How to complete this task
Using the listing below, retype exactly the lines starting at the one with "target | blurred stone building" and ending at the one with "target | man's nose", and include both.

Supplied material
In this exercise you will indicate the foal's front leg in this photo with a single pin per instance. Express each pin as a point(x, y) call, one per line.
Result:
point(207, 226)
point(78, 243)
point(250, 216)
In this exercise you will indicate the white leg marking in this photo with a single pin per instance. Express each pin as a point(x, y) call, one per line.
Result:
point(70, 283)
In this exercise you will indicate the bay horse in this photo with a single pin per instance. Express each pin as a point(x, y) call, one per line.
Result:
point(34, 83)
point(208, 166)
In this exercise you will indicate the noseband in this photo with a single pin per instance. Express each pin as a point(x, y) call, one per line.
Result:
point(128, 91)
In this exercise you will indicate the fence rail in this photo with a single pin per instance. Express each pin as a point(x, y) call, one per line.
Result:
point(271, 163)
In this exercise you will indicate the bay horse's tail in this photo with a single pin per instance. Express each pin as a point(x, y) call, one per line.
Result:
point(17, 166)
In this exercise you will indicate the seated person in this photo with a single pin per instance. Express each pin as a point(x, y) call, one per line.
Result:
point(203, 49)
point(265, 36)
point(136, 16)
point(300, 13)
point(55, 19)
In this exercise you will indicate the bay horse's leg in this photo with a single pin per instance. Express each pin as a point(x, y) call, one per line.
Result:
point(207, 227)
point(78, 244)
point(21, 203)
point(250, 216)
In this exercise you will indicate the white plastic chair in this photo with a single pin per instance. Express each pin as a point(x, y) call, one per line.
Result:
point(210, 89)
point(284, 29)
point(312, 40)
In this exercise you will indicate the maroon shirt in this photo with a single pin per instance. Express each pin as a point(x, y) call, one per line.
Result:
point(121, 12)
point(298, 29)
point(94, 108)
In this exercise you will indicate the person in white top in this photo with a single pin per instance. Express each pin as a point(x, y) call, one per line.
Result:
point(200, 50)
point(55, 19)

...

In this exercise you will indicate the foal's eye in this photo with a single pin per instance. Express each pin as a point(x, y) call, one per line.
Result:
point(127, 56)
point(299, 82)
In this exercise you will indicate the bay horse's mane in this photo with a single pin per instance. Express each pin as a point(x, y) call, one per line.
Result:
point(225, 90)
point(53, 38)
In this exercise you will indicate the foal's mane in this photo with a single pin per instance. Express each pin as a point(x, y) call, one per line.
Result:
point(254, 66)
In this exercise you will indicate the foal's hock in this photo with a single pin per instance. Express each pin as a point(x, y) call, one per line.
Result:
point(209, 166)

---

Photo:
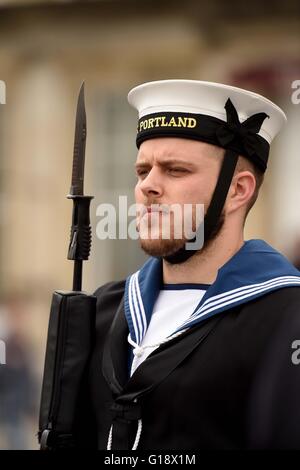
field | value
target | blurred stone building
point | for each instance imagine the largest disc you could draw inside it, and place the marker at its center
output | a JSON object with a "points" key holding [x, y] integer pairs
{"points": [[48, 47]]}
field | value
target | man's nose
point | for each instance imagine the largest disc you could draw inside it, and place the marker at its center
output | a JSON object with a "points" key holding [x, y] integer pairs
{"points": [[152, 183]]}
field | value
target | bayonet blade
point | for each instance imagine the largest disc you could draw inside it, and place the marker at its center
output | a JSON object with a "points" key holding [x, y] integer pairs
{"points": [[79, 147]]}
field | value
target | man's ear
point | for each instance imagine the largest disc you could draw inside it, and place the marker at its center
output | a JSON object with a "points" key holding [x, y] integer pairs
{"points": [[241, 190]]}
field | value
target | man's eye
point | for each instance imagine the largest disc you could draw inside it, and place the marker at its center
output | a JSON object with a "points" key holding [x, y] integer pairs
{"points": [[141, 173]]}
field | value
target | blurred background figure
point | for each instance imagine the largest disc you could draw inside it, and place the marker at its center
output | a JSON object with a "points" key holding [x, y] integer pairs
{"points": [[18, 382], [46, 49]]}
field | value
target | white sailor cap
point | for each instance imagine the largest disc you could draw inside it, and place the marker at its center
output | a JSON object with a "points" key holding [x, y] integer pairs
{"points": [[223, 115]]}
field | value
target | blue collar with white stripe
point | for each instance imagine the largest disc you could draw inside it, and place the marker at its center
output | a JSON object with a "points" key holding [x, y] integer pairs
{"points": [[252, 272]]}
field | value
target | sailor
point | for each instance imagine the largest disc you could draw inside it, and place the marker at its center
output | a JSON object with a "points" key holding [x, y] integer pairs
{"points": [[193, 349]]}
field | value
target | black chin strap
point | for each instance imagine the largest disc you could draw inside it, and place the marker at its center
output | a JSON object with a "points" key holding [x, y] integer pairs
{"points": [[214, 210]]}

Task answer
target | blurred stone building
point | for each instance imagine the largest disc you could draw inside it, and place the marker at its center
output | a JSON object with a "points" key holding [x, y] integer pairs
{"points": [[48, 47]]}
field | value
target | man's nose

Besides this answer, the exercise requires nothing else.